#### WHAT TO DO:
Each line below should be reproduced without any alteration.

(Dataset records)
□ □ □ □

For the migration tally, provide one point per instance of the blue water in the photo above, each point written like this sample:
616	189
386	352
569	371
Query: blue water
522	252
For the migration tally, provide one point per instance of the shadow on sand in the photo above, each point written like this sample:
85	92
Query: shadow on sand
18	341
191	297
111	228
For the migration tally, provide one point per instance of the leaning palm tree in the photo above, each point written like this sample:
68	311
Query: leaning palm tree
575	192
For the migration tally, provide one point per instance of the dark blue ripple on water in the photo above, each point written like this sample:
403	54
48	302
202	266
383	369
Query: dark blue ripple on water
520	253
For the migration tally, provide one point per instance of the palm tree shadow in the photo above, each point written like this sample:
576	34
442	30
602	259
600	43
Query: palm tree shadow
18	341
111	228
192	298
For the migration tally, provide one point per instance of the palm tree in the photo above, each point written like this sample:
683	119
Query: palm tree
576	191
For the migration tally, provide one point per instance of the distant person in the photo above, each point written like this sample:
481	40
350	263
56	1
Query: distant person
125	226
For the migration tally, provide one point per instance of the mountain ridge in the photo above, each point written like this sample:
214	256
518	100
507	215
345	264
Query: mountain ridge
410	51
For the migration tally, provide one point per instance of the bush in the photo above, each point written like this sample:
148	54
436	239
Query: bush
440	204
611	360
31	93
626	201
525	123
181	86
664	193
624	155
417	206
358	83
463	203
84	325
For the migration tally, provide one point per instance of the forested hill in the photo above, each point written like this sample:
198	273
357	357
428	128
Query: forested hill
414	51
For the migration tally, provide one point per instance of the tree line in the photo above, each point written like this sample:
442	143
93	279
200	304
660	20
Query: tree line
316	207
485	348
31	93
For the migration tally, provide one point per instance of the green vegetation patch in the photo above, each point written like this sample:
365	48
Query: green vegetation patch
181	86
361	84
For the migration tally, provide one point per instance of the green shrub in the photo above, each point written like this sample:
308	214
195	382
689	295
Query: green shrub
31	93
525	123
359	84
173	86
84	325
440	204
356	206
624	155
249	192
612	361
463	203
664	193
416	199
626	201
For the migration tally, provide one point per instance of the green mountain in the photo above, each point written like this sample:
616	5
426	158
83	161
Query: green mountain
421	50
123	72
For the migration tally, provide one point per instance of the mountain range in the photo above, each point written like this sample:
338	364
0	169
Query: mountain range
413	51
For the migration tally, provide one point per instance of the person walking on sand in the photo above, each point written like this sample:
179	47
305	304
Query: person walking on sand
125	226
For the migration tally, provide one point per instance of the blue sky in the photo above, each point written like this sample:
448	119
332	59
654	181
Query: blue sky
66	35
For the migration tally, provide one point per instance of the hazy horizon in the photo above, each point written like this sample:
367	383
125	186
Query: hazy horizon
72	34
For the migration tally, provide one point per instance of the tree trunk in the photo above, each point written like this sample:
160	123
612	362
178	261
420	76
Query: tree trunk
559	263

□ □ □ □

#### EXPECTED OUTPUT:
For the migration tally, provide one point per instance of the blue water in the photo above, each point written like this sample:
616	189
386	352
569	371
Query: blue water
522	252
For the migration tally, provide one point per instance of the shadow on sand in the photo above, each point written like this sample:
85	92
Query: shadow on sand
18	341
191	297
111	228
For the migration tally, provide one point per instance of the leaning palm tree in the photo above, each point written like this sample:
68	311
Query: leaning palm tree
575	192
For the migration tally, provide one point per instance of the dark blue ripple on water in the photo above, each point written like this sample:
403	54
48	302
202	266
383	369
Query: dark blue ripple on water
520	253
For the migration tally, provide one point per instance of the palm tree shadow in the photo above, each point written like this sample:
576	34
442	30
602	259
600	43
Query: palm tree shadow
18	341
111	228
192	298
For the migration tally, provide one point per instance of the palm tree in the photo above, each point written like this sample:
683	119
Query: palm tree
576	191
For the migration tally, provide one point per instance of the distant person in the photo above, each point written like this sample:
481	40
350	263
56	1
Query: distant person
125	226
For the migration tally, provide one point per instance of the mountain ridge in the photo above, each point written like this sample:
214	256
518	100
507	215
345	264
Query: mountain ridge
410	51
For the migration tally, provide one point per instance of the bush in the photo above, each point written like this sample:
148	54
436	239
Query: bush
440	204
611	360
31	93
626	201
525	123
181	86
664	193
624	155
417	206
358	83
463	203
84	325
For the migration tally, provide one point per instance of the forested hill in the photo above, each point written like this sample:
198	273
357	357
428	128
Query: forested hill
414	51
For the migration tally, provide one point per instance of the tree line in the photo above, each point written like this sample:
442	143
93	279
200	304
660	20
Query: tree line
316	207
485	348
31	93
For the migration tally, provide one point per instance of the green vegetation patch in the photo above, each point written like this sample:
365	48
Query: green vegetation patch
181	86
361	84
For the migration tally, provide one point per instance of the green shrub in the photo above, each point written like this sample:
308	214
195	382
689	295
Query: green shrub
31	93
525	123
359	84
173	86
84	325
440	204
356	206
624	155
249	192
612	361
463	203
664	193
416	199
626	201
For the migration tally, provide one point per instance of the green mountain in the photo above, each point written like this sample:
616	5
426	158
83	161
Query: green mountain
421	50
123	72
For the migration tally, provide one point per instance of the mountain range in the photo above, each point written like this sample:
338	364
0	169
Query: mountain range
413	51
For the migration tally, provide one point per instance of the person walking on sand in the photo above, each point written like this sample:
179	47
305	304
Query: person walking on sand
125	226
For the migration tally, provide one point per instance of the blue sky in the photo above, each point written like this sample:
448	119
332	59
654	181
Query: blue sky
66	35
For the migration tally, provide one point per instance of the hazy horizon in the photo above, each point written like this sample:
367	383
125	186
Query: hazy horizon
72	34
For the migration tally, provide one point per instance of the tree trunk in the photo above, each point written like this sample:
160	123
612	362
178	261
420	76
Query: tree trunk
559	263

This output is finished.